• **EXERCISE BRIEF**
What you give back must match the data exactly, minus the pictures.

# # # #

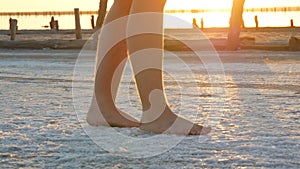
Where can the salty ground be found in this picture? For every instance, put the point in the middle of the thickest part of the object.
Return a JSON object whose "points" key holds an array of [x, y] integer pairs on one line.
{"points": [[251, 99]]}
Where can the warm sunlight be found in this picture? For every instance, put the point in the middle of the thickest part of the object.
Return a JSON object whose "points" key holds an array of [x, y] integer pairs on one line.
{"points": [[67, 5]]}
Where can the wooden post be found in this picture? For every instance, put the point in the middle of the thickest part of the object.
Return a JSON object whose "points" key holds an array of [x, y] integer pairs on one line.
{"points": [[13, 28], [235, 25], [256, 21], [202, 23], [292, 23], [101, 13], [93, 21], [77, 24], [195, 23]]}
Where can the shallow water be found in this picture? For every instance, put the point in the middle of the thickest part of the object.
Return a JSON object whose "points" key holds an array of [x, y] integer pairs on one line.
{"points": [[254, 111]]}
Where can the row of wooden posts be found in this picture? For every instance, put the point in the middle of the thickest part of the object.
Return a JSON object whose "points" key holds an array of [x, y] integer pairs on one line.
{"points": [[13, 25], [243, 25], [54, 24]]}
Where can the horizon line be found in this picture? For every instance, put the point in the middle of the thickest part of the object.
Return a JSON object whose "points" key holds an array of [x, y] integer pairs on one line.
{"points": [[268, 9]]}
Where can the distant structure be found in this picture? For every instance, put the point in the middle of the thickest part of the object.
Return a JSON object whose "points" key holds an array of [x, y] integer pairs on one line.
{"points": [[256, 21], [93, 21], [54, 24], [195, 23], [13, 27], [202, 23], [292, 23]]}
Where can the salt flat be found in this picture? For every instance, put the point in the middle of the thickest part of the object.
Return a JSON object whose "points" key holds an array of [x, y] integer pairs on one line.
{"points": [[250, 98]]}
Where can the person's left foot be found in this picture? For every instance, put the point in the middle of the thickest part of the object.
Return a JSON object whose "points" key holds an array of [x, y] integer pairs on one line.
{"points": [[112, 117]]}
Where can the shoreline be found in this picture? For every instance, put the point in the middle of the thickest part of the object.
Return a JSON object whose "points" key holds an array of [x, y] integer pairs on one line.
{"points": [[268, 38]]}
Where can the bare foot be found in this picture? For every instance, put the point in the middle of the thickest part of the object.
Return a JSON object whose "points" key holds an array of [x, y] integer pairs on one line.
{"points": [[170, 123], [113, 118]]}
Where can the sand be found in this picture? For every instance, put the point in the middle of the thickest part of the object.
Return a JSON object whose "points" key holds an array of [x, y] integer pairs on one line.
{"points": [[251, 100]]}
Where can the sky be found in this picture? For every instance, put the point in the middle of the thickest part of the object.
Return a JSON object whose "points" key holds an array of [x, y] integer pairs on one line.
{"points": [[69, 5]]}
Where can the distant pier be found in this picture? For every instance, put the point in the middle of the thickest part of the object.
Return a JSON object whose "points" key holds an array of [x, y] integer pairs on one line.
{"points": [[48, 13]]}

# # # #

• **EXERCISE ANSWER**
Where can the salty ground be found in this picture? For every instance, put the point in the middle of the thickest part of the object.
Return a JSON object whose "points" key holds an array of [x, y] integer pairs on one line.
{"points": [[251, 99]]}
Where can the warm sunlight be found in this picture? For every instance, put the point in the middle of the thickest part of the object.
Return a JSON object whose "points" key holds an array of [x, y] integer pairs on one line.
{"points": [[67, 5]]}
Where can the wooden post be found in this picture? For every instance, put the point in the middle of the thickest part of the object.
Return a JSON object whose "points" key holds an array of [x, y] integer pairs on one line.
{"points": [[13, 28], [235, 25], [256, 21], [202, 23], [292, 23], [101, 13], [93, 21], [77, 24], [195, 23]]}
Where can the shallow water be found in this picture? For every instance, put the point in the middle of the thickest part of the object.
Return a JSON object whose "points" key holds an array of [x, y] integer pairs on one line.
{"points": [[254, 111]]}
Where can the row of wooden posts be found in this picture? For every instance, put the point in the middle of the thickest part of the object.
Return a JSON object whose "points" key holds an array of [x, y] integer pairs on one line.
{"points": [[13, 25], [243, 25], [54, 24]]}
Where can the horizon line be found in this picture? For every instance, put the point in the middle of the thickest part of the object.
Return a JSON object whose "points" key holds an array of [x, y] integer pairs on one line.
{"points": [[268, 9]]}
Where can the distant structure be found in this picture? For every instance, put the point in the middle of the thickest part of the object.
Return a JSON object whose "points" key holds an array of [x, y] integer pairs on one line.
{"points": [[256, 21], [93, 21], [54, 24], [195, 23], [13, 27], [202, 23], [292, 23]]}
Where can the salt flat be found in this picture? For every instance, put the point in the middle of the thickest part of the object.
Return a JSON object whose "points" key holds an array of [x, y] integer pairs on one line.
{"points": [[250, 98]]}
Where can the person's left foot be found in this picture? For every instance, put the point in the middle of the thickest part of the object.
Return a JSON object whose "points" key holds an array of [x, y] integer pairs on one line.
{"points": [[112, 117]]}
Where can the shoreline be found in this picture? For every instance, put the point in the middle of the thickest part of the object.
Return a JSON object whose "points" key holds an array of [x, y] integer pairs on one line.
{"points": [[268, 38]]}
Where can the bare foot be found in this picture? For every instance, put the point in the middle of the thickest part of the object.
Return a JSON object whose "points" key holds an array of [x, y] integer pairs on one line.
{"points": [[170, 123], [113, 118]]}
Where can the sand be found in this picture? For every instance, put the point in the middle of the thickest part of the object.
Return a JSON object whose "points" key holds an array of [x, y] integer pairs on one line.
{"points": [[251, 100]]}
Where can the sky be found in this picture? For every instance, put the point in the middle of the thickest part of the object.
Return a JSON object whose "points" key holds an array of [x, y] integer pairs on one line.
{"points": [[69, 5]]}
Where can the distant pier be found in this picture? For every instance, put the point in the middle of the thickest part of the object.
Return a JSON object whose "points" key holds an array of [x, y] integer pairs on one line.
{"points": [[48, 13]]}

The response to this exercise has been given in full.